Set exercise
How many of the lines below contain the string "flag"? Case matters. Reply with the number only.

Entries supplied
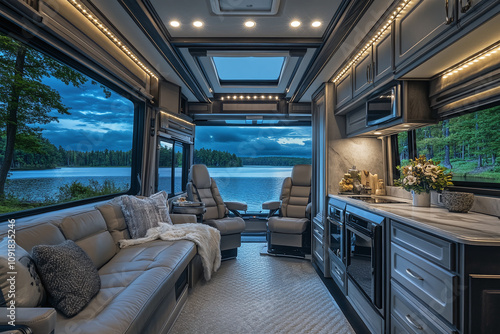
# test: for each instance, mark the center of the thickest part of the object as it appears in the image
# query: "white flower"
(410, 180)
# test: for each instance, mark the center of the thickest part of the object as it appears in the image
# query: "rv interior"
(125, 117)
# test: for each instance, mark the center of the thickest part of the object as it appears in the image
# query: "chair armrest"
(236, 206)
(309, 208)
(41, 320)
(182, 219)
(271, 205)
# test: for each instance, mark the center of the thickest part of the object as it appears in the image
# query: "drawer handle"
(412, 274)
(411, 322)
(449, 18)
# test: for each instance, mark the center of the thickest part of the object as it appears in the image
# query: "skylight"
(248, 68)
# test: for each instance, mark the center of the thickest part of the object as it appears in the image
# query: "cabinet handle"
(415, 276)
(411, 322)
(465, 8)
(449, 19)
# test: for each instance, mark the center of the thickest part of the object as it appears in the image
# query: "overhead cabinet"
(371, 70)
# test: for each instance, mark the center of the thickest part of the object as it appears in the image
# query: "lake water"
(251, 184)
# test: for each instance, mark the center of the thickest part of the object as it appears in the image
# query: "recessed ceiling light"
(249, 24)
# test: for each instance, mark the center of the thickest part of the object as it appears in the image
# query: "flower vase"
(422, 199)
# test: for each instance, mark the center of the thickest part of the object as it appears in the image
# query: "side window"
(172, 169)
(63, 136)
(165, 164)
(178, 167)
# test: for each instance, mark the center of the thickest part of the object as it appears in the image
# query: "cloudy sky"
(256, 141)
(97, 123)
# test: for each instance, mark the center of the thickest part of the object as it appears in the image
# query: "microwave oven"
(383, 107)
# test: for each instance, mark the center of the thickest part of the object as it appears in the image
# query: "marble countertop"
(468, 228)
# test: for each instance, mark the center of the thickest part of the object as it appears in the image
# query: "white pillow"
(141, 214)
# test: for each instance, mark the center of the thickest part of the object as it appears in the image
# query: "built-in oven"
(336, 247)
(364, 255)
(336, 221)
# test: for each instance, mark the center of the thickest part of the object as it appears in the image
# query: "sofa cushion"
(133, 286)
(113, 215)
(46, 234)
(141, 214)
(29, 291)
(89, 231)
(68, 274)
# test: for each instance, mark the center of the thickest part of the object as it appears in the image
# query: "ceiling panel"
(268, 26)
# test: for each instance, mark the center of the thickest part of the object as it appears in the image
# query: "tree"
(25, 101)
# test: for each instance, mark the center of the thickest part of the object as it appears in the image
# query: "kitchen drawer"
(318, 249)
(318, 228)
(432, 248)
(408, 315)
(337, 271)
(430, 283)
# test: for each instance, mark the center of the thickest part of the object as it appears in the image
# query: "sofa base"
(229, 254)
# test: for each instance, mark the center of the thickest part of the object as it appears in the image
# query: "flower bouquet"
(422, 176)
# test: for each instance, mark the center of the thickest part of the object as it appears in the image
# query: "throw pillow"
(141, 214)
(68, 275)
(17, 268)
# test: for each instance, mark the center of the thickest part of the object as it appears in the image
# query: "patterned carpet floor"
(261, 294)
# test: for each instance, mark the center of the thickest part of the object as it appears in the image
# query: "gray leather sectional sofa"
(143, 287)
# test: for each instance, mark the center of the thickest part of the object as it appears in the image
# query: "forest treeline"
(214, 158)
(46, 155)
(468, 144)
(276, 161)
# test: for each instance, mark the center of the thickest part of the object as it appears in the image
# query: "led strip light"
(95, 21)
(374, 39)
(248, 97)
(473, 60)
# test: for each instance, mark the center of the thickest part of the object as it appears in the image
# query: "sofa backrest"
(89, 231)
(115, 220)
(84, 224)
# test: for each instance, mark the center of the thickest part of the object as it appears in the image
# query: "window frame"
(186, 147)
(140, 105)
(478, 188)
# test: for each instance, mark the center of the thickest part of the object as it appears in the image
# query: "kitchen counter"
(467, 228)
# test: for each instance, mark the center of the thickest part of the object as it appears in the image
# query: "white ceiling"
(267, 26)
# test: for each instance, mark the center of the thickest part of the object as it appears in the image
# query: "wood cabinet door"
(484, 304)
(343, 90)
(362, 74)
(422, 25)
(382, 58)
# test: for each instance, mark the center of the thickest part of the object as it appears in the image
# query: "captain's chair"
(202, 188)
(289, 233)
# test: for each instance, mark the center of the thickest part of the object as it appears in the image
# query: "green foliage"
(76, 190)
(468, 144)
(214, 158)
(422, 175)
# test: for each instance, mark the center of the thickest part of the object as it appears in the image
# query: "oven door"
(364, 261)
(337, 239)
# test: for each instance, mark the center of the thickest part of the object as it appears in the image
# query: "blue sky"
(95, 123)
(98, 123)
(256, 141)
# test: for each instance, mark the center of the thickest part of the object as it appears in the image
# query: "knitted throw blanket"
(205, 237)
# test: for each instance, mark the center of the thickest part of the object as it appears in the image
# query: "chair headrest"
(200, 177)
(301, 175)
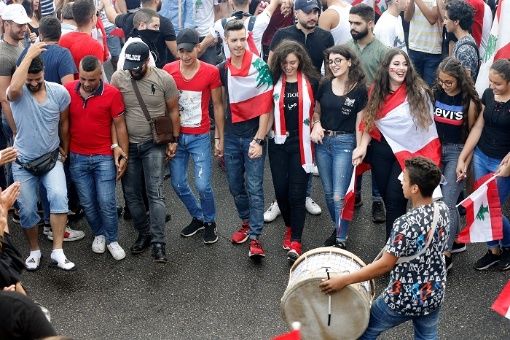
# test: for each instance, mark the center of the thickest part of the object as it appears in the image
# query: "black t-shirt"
(450, 117)
(495, 138)
(315, 42)
(21, 318)
(247, 128)
(167, 33)
(338, 113)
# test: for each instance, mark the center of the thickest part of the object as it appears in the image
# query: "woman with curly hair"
(290, 149)
(338, 110)
(398, 120)
(456, 108)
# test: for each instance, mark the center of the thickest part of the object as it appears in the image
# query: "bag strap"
(140, 100)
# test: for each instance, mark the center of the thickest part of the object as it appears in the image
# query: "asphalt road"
(217, 292)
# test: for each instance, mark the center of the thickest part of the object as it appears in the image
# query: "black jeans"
(385, 170)
(290, 181)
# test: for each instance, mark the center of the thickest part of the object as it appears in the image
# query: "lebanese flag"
(498, 45)
(396, 124)
(250, 88)
(484, 221)
(347, 212)
(502, 303)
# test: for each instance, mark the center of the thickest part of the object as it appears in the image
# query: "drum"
(342, 315)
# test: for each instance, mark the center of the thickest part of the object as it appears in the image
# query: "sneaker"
(69, 235)
(99, 244)
(256, 249)
(295, 251)
(286, 238)
(210, 235)
(331, 240)
(504, 260)
(487, 261)
(192, 228)
(272, 212)
(378, 212)
(241, 235)
(116, 250)
(458, 247)
(312, 207)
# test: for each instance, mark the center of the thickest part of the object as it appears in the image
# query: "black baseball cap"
(136, 54)
(187, 39)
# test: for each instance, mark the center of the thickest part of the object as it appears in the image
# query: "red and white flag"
(347, 212)
(250, 88)
(498, 45)
(398, 127)
(484, 221)
(502, 303)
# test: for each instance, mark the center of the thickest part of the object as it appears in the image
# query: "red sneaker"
(295, 251)
(256, 249)
(286, 238)
(241, 235)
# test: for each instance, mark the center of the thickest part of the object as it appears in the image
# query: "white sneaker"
(99, 244)
(69, 234)
(272, 212)
(116, 250)
(312, 207)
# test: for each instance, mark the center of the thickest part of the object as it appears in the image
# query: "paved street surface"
(217, 292)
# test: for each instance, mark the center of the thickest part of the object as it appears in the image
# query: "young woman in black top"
(339, 103)
(456, 108)
(490, 140)
(290, 150)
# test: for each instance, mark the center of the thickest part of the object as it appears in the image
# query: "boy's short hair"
(424, 173)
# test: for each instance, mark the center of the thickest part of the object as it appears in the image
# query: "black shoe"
(192, 228)
(331, 240)
(487, 261)
(458, 248)
(158, 253)
(210, 235)
(378, 212)
(504, 260)
(142, 242)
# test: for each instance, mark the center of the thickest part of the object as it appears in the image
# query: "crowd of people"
(326, 85)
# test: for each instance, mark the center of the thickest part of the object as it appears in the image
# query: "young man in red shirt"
(197, 83)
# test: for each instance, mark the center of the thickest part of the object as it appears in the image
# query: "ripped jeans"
(334, 160)
(198, 148)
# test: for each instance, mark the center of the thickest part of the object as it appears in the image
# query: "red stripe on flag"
(502, 302)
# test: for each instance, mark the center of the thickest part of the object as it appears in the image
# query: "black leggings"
(386, 170)
(290, 181)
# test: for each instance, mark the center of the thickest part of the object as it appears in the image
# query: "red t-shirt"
(80, 45)
(90, 119)
(194, 96)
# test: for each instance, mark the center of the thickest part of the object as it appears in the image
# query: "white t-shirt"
(390, 32)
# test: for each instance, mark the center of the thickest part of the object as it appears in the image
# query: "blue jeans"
(426, 64)
(245, 180)
(482, 165)
(199, 148)
(383, 318)
(94, 177)
(334, 160)
(151, 158)
(451, 189)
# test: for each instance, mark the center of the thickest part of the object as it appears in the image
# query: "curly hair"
(419, 94)
(453, 68)
(281, 52)
(356, 74)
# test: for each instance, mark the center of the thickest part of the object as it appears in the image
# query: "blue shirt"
(38, 123)
(58, 63)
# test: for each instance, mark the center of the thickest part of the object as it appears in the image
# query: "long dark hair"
(419, 94)
(452, 67)
(281, 52)
(356, 74)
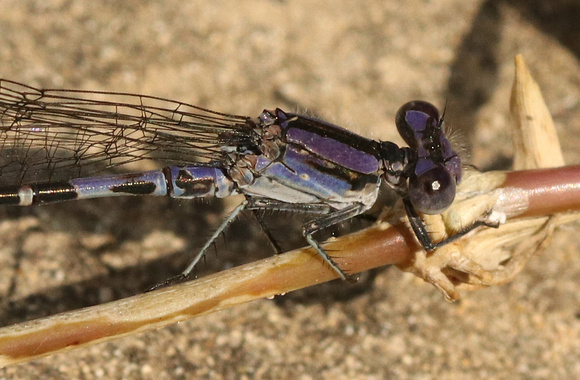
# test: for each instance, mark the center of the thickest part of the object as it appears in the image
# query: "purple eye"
(415, 119)
(432, 191)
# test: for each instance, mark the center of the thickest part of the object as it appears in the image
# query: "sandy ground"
(350, 64)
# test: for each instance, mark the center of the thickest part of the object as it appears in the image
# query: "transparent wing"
(51, 135)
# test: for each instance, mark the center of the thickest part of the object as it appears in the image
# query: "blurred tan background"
(350, 64)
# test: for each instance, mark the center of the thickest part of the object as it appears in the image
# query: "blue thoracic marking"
(54, 144)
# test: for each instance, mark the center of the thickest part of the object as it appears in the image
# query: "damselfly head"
(432, 184)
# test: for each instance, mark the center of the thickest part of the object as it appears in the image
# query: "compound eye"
(432, 191)
(413, 118)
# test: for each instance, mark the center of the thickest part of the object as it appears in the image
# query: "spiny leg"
(263, 204)
(326, 221)
(266, 230)
(420, 229)
(185, 274)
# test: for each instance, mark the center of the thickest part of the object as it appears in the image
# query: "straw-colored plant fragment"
(496, 256)
(486, 257)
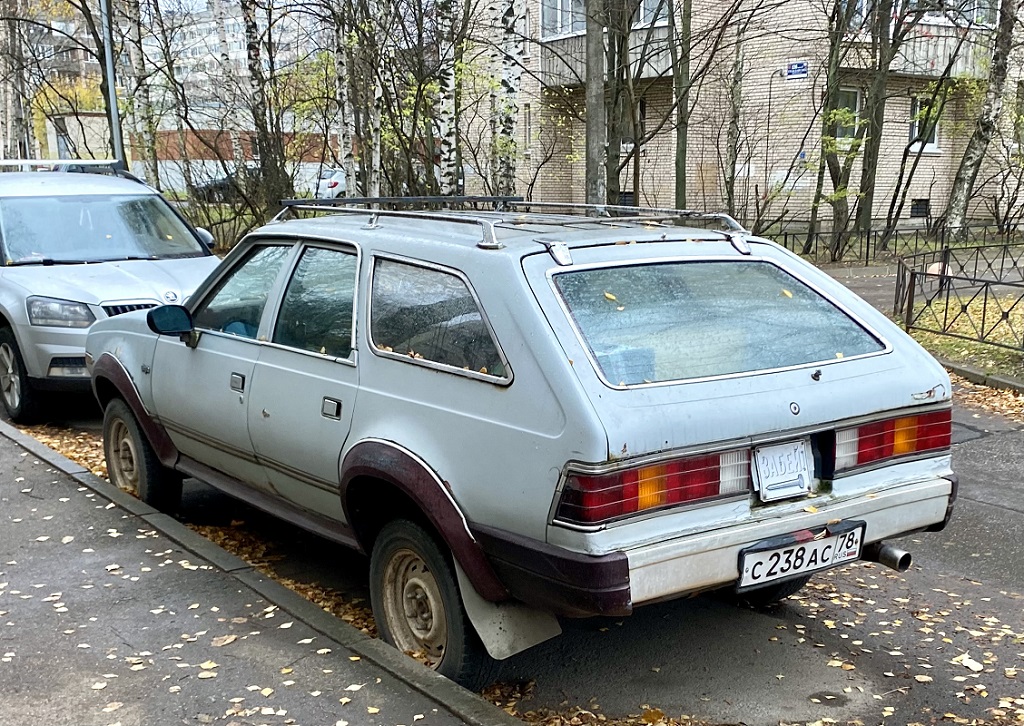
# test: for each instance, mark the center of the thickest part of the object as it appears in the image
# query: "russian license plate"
(781, 470)
(798, 554)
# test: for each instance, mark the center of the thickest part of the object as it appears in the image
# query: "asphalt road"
(854, 644)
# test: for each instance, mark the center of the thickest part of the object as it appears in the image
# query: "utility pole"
(597, 121)
(112, 93)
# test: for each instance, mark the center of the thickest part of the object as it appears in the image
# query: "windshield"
(652, 323)
(92, 228)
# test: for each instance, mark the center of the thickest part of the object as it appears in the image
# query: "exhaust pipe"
(888, 555)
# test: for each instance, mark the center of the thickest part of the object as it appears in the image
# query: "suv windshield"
(92, 228)
(652, 323)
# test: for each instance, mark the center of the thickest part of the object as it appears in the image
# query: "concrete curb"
(460, 701)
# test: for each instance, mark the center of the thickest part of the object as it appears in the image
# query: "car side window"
(237, 304)
(429, 314)
(316, 311)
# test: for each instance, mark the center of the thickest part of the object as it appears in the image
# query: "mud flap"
(505, 628)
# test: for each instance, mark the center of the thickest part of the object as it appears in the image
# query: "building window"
(924, 125)
(652, 11)
(855, 13)
(848, 108)
(560, 16)
(961, 12)
(921, 208)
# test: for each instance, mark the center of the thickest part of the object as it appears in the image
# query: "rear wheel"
(131, 463)
(19, 399)
(772, 594)
(416, 603)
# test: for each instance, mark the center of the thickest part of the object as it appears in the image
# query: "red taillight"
(591, 500)
(893, 437)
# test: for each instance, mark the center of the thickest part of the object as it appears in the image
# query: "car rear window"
(677, 321)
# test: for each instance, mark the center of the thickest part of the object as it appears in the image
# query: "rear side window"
(428, 314)
(677, 321)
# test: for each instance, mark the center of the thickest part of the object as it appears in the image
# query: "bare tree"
(985, 126)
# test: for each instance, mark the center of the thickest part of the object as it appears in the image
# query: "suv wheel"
(417, 605)
(131, 463)
(20, 401)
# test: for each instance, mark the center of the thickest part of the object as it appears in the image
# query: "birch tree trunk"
(268, 142)
(732, 129)
(226, 75)
(142, 108)
(179, 99)
(346, 125)
(597, 121)
(508, 102)
(984, 128)
(444, 121)
(382, 49)
(679, 49)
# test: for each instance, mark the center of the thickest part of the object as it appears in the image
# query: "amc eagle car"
(520, 415)
(78, 248)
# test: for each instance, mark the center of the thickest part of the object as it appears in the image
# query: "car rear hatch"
(738, 384)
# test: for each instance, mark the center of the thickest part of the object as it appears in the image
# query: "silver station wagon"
(529, 413)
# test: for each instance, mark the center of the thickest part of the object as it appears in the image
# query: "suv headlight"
(59, 313)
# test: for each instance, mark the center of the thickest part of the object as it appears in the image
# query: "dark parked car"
(230, 187)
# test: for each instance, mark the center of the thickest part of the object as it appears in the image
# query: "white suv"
(78, 248)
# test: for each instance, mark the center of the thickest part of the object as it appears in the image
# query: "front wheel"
(417, 606)
(19, 399)
(131, 463)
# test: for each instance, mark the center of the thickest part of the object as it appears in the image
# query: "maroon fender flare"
(391, 463)
(110, 369)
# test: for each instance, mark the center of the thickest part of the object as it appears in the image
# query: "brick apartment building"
(763, 72)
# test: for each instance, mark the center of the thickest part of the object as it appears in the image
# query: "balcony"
(931, 50)
(563, 59)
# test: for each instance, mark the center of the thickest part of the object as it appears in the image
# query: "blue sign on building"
(797, 69)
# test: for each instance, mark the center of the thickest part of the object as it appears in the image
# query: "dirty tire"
(417, 606)
(131, 463)
(773, 594)
(19, 400)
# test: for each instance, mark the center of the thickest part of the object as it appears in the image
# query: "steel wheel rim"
(123, 464)
(414, 607)
(10, 380)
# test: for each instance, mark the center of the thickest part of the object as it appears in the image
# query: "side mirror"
(206, 237)
(173, 319)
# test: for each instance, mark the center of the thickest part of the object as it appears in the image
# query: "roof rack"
(371, 206)
(355, 205)
(57, 162)
(116, 165)
(640, 214)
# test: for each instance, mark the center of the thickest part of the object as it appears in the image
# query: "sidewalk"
(114, 613)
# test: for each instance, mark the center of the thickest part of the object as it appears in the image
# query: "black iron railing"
(877, 245)
(974, 293)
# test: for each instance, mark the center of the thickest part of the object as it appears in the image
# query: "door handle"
(331, 408)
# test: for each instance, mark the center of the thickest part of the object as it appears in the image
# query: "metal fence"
(972, 293)
(877, 245)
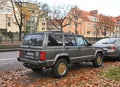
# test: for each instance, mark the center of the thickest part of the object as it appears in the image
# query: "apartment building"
(116, 32)
(86, 23)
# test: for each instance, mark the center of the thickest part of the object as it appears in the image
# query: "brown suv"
(56, 51)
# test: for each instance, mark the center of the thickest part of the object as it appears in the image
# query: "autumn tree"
(42, 12)
(75, 15)
(59, 18)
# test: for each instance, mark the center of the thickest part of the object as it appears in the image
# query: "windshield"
(107, 41)
(33, 40)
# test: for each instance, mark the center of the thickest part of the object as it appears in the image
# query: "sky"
(105, 7)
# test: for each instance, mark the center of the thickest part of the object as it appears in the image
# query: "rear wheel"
(98, 61)
(60, 68)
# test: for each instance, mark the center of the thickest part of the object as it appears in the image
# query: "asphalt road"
(8, 61)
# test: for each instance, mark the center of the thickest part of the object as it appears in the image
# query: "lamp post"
(6, 25)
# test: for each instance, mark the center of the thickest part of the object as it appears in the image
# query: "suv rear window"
(33, 40)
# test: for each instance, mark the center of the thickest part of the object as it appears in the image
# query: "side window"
(55, 40)
(70, 40)
(81, 41)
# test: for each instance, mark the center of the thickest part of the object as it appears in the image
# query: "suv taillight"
(20, 53)
(112, 47)
(42, 56)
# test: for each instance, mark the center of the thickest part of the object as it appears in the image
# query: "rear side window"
(55, 40)
(33, 40)
(81, 41)
(70, 40)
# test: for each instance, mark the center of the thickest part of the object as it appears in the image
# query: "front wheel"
(98, 61)
(60, 68)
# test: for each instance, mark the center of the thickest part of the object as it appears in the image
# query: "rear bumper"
(32, 62)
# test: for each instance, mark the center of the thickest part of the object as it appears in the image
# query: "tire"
(60, 68)
(98, 61)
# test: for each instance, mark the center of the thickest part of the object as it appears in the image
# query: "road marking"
(8, 59)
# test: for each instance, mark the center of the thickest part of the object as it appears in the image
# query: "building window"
(43, 23)
(88, 32)
(88, 25)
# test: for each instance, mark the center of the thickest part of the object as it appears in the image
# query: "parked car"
(110, 46)
(56, 51)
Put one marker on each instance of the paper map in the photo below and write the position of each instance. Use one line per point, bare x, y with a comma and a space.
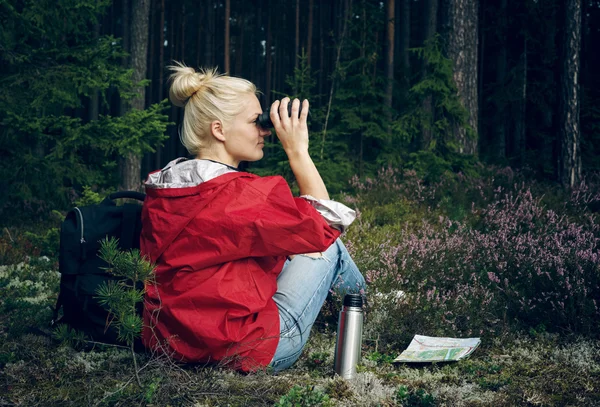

Result of this exercise
3